* [DESCRIPTION OF THE TASK]: Print the range of lines that opens with the line containing "Objective — one marker per instance of the woman with" and closes with the last line of the listing. Include both ends; print nothing more.

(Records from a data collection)
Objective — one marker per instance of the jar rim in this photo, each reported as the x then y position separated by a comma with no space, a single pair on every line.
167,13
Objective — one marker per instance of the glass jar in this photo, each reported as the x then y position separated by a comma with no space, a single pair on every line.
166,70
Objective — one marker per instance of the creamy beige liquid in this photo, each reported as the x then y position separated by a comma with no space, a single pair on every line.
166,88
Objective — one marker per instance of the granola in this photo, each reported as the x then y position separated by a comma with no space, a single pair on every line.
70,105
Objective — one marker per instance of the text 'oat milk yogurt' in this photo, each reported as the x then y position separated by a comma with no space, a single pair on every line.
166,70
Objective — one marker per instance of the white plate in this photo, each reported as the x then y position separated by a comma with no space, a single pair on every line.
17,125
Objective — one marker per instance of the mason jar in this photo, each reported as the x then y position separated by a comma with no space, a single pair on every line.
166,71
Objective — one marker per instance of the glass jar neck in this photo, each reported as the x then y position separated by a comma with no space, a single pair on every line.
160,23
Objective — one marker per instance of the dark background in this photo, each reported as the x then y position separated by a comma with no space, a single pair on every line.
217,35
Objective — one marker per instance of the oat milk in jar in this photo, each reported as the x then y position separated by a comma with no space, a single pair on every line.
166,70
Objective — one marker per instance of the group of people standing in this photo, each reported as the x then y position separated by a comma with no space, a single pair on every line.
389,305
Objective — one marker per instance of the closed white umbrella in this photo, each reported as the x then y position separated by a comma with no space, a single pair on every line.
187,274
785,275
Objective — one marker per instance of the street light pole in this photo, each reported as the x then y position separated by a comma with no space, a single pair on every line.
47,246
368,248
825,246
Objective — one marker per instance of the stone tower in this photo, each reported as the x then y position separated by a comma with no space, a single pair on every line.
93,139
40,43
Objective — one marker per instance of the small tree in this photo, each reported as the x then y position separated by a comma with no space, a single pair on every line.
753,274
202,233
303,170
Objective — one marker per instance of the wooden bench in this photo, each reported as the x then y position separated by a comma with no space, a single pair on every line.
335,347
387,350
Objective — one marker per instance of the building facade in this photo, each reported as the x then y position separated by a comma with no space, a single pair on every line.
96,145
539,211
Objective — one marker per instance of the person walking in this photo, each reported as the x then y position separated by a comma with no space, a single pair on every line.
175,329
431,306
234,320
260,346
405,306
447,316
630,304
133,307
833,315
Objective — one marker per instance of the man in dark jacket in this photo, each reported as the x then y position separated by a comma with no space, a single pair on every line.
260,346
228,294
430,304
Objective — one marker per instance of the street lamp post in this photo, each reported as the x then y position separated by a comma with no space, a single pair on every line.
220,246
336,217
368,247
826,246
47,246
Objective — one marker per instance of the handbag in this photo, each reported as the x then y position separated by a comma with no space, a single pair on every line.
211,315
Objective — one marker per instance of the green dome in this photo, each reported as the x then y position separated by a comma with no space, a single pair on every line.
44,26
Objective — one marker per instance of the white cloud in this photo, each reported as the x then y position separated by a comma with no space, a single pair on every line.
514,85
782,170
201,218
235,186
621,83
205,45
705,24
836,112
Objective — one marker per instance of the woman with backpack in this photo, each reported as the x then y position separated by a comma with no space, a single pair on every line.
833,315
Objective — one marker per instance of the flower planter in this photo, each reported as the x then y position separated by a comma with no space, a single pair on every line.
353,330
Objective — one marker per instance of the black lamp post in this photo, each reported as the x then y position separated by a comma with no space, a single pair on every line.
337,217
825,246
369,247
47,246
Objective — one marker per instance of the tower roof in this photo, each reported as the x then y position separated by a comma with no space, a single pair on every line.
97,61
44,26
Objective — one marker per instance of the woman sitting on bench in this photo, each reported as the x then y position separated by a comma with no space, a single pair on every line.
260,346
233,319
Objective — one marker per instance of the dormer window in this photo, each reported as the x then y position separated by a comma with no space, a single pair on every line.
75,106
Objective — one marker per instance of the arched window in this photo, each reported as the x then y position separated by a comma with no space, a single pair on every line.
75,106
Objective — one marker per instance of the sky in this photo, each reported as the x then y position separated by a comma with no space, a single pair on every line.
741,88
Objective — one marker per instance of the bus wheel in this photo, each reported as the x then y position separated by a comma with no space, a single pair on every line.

* [RESULT BELOW]:
Objective — one marker per instance of the woman with backpack in this photo, each reported as the x then y position separated by a comma with no space, a single pair on every line.
833,315
Objective — one marker per instance of the flower planter in this photo, each reported as the x then y position separated by a comma with no space, a single pair on every line.
353,330
Objective — one marker per instance of the black lamp post in this photo, each reported as the x then y position separated by a comma with no space, a single pair on every line.
337,217
825,246
369,247
47,246
Objective — one marker per instance of the tower roof in this photo, each reported as the x then y position separated by a comma with no space, a single pair on every line.
97,61
44,26
Objective — one marker per instance of the woman sitting on bench in this photo, each reported as the x then y position separated by a comma with no space, a single pair on every line.
260,346
233,319
Objective — one marker per instance of the dormer window in this photo, each reported as the x then y position separated by a comma with no space, a single pair on every line.
75,106
Objective — one marker per instance of the arched window in this photo, each reported as the x then y position separated by a comma with no space, a single pair on every line.
75,106
Objective — one marker per instance of the sky in this photo, each reported as the x then y position separated by a comma with no space, a single pair on every line.
741,88
Objective — one marker per instance of the bus wheel in this photo, each reported as the x then y position separated by a comma with no space, a single pair on every line.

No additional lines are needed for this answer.